[start of Records for this task]

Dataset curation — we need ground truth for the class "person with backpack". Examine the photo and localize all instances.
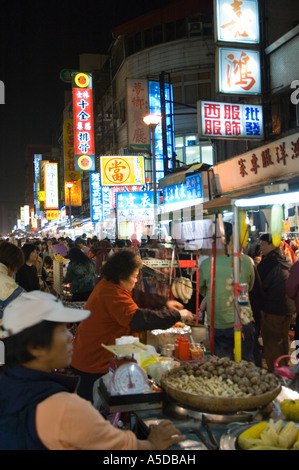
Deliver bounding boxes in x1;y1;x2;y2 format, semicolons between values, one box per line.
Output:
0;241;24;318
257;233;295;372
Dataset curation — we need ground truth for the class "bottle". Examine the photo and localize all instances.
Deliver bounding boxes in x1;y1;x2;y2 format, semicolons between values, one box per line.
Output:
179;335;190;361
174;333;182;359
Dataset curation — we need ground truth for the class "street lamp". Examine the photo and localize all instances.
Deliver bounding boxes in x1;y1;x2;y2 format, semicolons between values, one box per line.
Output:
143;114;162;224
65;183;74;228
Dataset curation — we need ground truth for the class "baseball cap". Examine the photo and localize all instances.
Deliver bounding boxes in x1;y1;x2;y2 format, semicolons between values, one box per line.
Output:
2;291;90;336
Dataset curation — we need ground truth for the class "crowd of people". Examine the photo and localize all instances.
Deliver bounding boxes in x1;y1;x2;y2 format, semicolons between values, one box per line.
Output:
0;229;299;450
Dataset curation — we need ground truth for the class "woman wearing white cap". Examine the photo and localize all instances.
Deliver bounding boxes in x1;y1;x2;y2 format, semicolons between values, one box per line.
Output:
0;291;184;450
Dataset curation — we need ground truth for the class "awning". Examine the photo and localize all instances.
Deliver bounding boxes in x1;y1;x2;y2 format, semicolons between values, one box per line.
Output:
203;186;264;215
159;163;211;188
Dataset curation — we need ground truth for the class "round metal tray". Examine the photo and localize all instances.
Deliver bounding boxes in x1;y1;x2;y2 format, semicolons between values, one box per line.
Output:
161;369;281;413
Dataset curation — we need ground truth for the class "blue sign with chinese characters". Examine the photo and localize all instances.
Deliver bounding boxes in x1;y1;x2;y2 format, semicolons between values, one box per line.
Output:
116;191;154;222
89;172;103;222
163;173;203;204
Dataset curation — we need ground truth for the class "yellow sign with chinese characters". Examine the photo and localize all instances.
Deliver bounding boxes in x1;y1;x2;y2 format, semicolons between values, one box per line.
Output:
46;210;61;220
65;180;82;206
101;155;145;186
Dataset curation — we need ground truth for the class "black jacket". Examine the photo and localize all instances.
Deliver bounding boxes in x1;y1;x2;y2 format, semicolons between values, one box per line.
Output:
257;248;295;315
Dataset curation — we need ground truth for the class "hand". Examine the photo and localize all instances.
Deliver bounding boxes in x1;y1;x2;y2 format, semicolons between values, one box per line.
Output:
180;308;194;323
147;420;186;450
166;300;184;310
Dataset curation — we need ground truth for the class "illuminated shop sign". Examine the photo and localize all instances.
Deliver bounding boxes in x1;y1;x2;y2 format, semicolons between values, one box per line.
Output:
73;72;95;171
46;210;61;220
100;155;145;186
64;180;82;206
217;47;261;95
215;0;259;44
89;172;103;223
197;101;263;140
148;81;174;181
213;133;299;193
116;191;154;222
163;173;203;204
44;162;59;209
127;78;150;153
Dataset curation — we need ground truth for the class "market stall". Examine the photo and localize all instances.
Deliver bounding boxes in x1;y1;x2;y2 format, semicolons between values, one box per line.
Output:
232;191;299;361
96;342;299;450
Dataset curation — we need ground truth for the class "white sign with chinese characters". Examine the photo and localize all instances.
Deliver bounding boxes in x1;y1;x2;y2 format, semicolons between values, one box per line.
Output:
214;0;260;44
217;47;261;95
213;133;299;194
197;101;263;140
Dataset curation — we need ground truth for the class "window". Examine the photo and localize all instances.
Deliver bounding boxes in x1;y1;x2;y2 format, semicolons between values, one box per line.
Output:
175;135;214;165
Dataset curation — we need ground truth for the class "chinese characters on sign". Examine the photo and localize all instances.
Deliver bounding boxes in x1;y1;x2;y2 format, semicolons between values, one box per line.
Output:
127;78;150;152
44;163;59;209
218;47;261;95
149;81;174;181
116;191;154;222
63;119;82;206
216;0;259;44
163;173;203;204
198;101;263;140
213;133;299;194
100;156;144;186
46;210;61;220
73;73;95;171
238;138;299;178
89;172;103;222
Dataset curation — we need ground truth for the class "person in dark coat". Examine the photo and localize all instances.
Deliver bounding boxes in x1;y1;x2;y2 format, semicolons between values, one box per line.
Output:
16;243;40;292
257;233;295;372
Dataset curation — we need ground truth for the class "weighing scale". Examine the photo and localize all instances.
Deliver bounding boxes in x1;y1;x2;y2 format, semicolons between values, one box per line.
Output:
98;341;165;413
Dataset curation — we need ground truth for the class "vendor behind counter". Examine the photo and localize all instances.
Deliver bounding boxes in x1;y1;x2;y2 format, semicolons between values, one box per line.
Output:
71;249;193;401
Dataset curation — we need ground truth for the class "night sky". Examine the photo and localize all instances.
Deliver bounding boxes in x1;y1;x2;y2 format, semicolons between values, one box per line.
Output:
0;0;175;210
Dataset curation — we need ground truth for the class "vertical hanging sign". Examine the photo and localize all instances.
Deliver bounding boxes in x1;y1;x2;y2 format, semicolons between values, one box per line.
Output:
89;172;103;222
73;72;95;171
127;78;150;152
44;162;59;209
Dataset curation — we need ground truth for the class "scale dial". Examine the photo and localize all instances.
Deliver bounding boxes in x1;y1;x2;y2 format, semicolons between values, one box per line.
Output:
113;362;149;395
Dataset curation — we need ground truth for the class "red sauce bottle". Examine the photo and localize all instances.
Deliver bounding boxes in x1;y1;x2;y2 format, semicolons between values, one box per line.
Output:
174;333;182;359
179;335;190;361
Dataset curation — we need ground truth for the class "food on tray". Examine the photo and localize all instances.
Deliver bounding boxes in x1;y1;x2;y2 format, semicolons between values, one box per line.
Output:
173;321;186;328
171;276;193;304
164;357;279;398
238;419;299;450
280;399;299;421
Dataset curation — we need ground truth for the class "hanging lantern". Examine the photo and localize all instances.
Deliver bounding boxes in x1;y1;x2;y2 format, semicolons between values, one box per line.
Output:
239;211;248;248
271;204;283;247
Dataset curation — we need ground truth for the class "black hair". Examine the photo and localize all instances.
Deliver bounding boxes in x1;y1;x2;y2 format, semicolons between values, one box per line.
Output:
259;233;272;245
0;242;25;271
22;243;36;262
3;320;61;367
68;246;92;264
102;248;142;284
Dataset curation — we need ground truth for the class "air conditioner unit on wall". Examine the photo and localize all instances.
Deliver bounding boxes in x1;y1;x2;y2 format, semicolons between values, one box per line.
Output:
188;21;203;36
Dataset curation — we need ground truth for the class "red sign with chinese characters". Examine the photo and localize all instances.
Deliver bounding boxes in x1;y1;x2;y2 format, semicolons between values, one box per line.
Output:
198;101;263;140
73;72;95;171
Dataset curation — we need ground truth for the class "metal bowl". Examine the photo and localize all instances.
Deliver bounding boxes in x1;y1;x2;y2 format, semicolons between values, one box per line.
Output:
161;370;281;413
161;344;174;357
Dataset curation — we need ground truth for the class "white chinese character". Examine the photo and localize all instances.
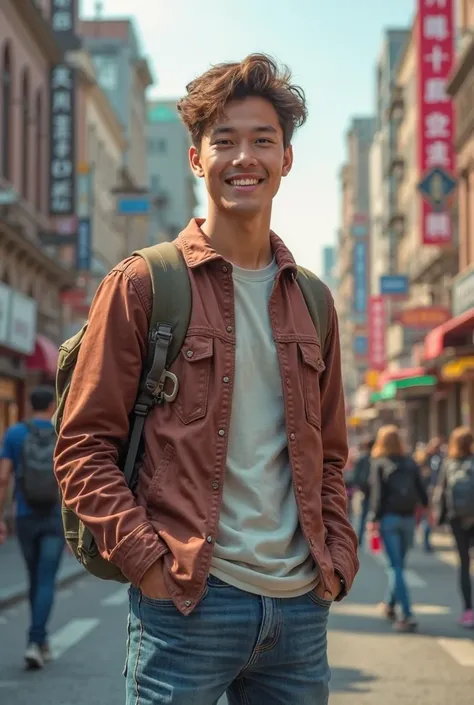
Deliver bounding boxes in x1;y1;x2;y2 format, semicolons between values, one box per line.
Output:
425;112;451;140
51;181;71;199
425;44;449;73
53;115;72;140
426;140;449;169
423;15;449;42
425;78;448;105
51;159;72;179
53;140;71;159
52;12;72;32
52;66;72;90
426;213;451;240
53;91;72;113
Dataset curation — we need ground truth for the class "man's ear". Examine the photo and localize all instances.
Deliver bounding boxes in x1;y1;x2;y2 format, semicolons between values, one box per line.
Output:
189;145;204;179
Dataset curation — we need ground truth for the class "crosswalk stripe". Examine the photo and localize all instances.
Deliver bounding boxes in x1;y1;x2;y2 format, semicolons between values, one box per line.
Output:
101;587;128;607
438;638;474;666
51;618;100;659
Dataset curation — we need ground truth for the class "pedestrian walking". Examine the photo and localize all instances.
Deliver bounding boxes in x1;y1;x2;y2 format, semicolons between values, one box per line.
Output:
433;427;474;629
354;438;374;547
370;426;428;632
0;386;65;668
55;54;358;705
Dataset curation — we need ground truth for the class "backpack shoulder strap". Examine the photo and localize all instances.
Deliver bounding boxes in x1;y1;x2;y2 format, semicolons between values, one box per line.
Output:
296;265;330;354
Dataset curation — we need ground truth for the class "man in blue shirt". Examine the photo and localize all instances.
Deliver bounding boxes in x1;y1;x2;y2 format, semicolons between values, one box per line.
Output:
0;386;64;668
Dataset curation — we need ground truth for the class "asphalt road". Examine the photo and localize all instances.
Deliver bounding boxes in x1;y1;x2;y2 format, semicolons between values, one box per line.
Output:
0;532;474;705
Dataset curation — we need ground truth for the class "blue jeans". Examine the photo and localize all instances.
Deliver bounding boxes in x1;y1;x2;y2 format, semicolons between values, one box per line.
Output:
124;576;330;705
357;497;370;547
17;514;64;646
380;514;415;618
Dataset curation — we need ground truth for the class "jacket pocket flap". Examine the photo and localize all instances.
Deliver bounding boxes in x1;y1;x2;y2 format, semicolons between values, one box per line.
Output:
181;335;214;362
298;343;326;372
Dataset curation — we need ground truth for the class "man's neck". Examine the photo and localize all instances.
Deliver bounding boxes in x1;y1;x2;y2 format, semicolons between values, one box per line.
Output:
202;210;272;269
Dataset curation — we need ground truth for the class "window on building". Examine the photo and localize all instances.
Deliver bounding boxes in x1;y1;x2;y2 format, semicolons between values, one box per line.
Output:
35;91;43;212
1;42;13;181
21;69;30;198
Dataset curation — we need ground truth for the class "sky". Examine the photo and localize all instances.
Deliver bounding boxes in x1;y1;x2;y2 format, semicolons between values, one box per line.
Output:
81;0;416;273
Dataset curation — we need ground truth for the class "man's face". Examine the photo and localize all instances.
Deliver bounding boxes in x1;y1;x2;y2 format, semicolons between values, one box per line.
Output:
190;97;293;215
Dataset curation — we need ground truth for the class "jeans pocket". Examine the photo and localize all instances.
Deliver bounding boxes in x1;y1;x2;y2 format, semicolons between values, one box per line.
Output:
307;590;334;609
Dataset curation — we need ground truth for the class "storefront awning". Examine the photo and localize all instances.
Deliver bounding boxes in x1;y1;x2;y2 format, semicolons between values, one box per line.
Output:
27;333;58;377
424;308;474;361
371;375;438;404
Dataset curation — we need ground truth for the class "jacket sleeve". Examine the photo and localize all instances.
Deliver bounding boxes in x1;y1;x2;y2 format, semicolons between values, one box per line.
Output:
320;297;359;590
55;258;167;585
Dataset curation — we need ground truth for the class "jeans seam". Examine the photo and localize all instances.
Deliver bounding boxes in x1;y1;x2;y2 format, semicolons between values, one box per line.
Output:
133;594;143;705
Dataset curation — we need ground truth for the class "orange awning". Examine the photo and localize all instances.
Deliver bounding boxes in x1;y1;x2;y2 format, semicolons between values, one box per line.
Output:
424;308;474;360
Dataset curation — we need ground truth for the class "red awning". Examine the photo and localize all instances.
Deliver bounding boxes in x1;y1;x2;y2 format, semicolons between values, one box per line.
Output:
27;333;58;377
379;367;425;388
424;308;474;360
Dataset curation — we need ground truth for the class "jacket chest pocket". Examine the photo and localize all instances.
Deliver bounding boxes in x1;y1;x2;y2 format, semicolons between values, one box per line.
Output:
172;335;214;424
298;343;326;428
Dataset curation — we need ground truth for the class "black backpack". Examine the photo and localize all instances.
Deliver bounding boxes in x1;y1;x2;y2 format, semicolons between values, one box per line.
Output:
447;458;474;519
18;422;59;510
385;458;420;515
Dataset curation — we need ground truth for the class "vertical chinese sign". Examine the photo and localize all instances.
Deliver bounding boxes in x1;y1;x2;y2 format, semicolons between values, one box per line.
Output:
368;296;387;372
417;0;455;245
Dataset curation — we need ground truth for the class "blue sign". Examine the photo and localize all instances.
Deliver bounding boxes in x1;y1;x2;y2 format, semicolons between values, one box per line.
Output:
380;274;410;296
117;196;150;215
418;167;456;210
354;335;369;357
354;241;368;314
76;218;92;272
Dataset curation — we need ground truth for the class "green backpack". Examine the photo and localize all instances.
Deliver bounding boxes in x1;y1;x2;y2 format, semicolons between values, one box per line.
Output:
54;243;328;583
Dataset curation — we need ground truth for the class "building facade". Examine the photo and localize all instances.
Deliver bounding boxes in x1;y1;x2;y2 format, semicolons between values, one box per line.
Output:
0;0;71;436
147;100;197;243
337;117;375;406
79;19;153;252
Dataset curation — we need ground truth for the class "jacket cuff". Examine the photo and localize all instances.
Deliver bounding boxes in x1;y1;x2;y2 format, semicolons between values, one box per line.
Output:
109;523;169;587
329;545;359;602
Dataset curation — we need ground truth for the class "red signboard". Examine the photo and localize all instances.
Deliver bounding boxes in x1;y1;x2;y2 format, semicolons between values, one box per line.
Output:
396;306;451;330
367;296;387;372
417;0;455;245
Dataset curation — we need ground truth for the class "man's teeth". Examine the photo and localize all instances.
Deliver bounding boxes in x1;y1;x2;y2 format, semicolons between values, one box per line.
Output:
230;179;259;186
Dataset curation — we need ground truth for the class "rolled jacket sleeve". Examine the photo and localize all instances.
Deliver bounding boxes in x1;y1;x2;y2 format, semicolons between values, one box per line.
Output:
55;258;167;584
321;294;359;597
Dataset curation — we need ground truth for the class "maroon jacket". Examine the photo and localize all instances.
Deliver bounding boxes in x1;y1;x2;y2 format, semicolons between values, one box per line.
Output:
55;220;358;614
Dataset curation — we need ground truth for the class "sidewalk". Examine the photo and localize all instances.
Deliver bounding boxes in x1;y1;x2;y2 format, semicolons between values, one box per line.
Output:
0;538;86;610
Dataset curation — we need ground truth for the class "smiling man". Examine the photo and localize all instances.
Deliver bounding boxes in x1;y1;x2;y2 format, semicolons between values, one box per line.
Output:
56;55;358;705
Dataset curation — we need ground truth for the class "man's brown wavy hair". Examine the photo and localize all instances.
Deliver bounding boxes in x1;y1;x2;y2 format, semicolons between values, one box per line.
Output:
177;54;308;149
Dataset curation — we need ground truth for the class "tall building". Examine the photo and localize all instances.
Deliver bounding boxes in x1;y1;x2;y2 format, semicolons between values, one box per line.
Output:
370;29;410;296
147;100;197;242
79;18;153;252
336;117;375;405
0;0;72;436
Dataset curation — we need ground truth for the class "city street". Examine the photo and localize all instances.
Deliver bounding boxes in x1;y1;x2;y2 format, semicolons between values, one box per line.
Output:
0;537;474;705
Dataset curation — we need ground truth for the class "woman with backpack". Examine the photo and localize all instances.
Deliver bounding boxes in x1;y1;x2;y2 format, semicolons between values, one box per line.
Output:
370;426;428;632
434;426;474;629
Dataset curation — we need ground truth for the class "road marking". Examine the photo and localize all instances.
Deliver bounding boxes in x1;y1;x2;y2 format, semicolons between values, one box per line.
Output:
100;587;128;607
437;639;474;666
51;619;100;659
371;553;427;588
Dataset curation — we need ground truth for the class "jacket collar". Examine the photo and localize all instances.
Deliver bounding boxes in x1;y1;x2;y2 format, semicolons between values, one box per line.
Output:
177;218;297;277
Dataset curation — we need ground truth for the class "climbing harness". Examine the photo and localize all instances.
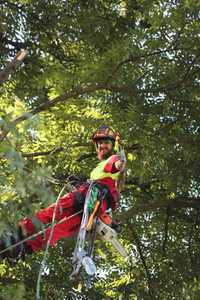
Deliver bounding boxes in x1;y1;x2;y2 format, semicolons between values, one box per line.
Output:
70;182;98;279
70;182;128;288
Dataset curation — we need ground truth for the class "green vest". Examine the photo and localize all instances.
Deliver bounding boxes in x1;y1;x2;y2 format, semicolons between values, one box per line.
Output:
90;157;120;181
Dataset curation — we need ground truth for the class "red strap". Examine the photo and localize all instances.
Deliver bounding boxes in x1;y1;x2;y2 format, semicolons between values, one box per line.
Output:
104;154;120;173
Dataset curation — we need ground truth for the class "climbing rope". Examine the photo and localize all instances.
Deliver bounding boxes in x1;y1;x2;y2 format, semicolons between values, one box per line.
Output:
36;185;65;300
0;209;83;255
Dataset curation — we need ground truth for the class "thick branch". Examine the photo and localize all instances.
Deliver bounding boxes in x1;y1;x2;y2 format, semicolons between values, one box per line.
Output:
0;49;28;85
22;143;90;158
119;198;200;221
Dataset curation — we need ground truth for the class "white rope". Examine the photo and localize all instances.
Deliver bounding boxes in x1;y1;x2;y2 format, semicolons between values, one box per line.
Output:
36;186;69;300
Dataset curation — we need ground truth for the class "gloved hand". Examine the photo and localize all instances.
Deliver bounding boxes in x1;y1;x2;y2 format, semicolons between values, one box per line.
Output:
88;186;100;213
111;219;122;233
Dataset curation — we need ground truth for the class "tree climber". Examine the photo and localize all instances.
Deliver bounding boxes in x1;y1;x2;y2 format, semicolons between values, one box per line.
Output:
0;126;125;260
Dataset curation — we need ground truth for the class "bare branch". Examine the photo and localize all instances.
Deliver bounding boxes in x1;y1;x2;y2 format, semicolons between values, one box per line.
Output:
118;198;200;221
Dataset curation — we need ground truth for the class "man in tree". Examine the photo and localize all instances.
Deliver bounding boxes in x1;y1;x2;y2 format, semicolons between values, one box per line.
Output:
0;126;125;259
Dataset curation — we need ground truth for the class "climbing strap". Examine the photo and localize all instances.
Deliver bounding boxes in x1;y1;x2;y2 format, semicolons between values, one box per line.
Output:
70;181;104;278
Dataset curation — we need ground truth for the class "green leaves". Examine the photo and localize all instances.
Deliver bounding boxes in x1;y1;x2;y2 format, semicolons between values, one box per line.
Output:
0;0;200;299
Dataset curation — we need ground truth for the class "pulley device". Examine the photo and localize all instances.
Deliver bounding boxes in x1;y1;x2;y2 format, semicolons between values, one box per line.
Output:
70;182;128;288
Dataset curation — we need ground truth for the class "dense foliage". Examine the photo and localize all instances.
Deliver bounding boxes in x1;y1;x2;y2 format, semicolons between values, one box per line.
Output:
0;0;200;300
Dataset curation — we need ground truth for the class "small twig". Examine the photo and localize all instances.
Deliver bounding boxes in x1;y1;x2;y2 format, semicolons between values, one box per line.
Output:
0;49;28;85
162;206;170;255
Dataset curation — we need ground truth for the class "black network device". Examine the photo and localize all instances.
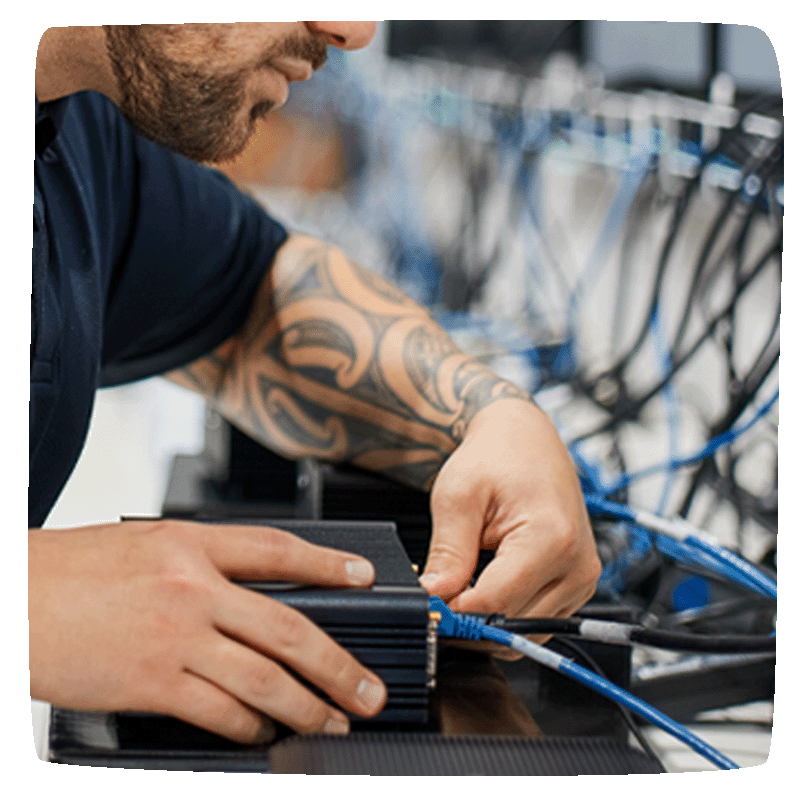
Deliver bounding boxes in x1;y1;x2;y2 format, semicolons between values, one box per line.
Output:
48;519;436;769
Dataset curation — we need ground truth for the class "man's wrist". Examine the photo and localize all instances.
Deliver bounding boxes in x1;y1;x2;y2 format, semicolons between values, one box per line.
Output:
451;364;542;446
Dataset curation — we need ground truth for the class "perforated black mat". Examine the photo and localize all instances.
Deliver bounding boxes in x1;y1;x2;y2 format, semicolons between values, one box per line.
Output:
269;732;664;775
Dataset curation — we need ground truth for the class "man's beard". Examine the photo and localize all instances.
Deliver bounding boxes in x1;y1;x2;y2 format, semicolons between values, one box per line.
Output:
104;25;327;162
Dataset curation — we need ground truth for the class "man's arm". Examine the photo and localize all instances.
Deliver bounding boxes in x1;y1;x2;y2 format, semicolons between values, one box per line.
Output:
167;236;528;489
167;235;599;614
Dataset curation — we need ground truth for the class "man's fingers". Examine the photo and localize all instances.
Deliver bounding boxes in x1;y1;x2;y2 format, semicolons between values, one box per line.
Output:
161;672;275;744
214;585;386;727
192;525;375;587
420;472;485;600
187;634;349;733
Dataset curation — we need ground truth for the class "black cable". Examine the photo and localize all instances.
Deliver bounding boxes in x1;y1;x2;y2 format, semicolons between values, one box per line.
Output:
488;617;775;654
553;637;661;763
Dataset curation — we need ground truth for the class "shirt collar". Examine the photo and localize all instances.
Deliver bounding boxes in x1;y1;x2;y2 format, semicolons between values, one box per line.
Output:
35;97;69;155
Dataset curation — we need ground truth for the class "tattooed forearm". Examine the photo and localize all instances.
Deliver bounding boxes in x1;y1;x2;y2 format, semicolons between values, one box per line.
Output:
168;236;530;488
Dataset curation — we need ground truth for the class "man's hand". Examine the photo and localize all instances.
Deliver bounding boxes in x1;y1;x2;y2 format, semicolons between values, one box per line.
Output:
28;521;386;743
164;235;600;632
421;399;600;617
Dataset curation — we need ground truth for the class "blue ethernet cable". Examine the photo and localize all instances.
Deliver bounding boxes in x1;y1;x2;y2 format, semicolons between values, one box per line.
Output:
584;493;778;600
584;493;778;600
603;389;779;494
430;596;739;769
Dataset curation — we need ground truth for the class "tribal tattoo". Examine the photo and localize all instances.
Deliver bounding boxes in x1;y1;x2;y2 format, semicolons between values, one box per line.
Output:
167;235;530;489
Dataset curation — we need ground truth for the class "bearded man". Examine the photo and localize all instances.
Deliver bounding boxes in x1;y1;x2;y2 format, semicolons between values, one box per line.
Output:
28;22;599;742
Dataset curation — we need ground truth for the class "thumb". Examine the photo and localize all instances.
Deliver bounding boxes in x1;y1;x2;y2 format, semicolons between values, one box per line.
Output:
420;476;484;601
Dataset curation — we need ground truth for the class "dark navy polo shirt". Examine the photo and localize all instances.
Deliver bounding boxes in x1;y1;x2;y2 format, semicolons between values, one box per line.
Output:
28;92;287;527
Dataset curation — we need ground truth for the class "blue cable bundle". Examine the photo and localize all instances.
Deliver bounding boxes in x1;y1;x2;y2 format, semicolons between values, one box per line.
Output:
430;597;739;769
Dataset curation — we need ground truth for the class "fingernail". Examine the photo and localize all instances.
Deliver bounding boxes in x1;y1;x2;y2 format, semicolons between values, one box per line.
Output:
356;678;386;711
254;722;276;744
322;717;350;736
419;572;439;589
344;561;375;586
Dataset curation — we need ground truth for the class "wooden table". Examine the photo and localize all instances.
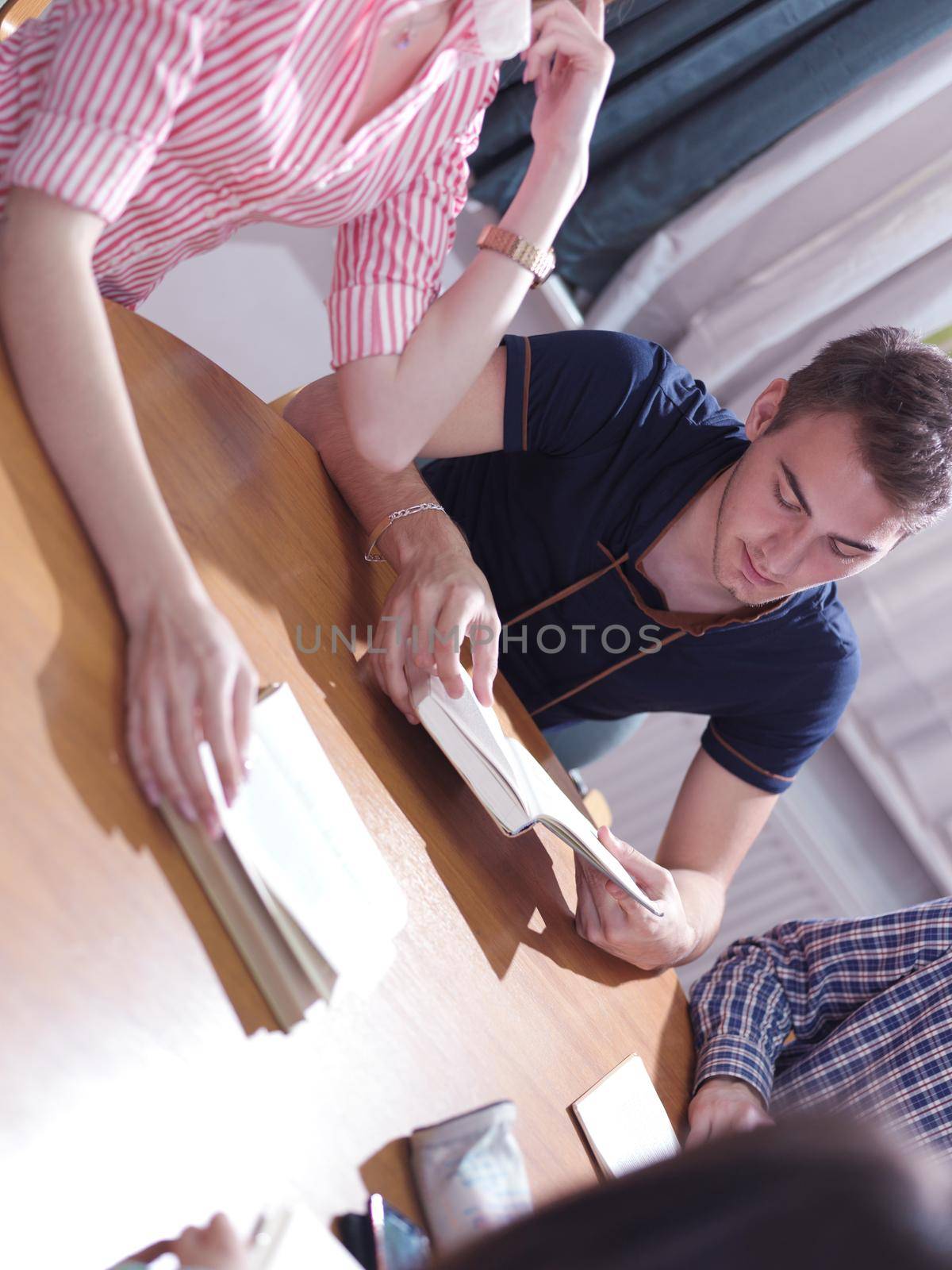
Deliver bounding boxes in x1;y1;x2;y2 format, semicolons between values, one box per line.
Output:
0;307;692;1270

[end of Records for this task]

--- Required work ---
Gather every line of the entries above that contains the string "blue" and copy each in full; a match counts only when its case is identical.

--- Answer below ---
Dataset curation — we need ground truth for the class "blue sign with chinese characters". Examine the photo and localize all instances.
Dataset curation — we need ground truth for the class "man in blue shirt". Examine the photo and localize all instances.
Dataset curation — we need ground truth for the class "blue jeans". Examine the photo and localize all instances.
Dataset curation — we need ground truth for the class "blue sign". Examine the photo and localize all instances.
Dataset curation — we need ground truth for the class "blue ethernet cable". Examine the photo and localize all instances.
Dataset curation — we need ground truth for the class "blue cable bundle". Examine the photo and localize all instances.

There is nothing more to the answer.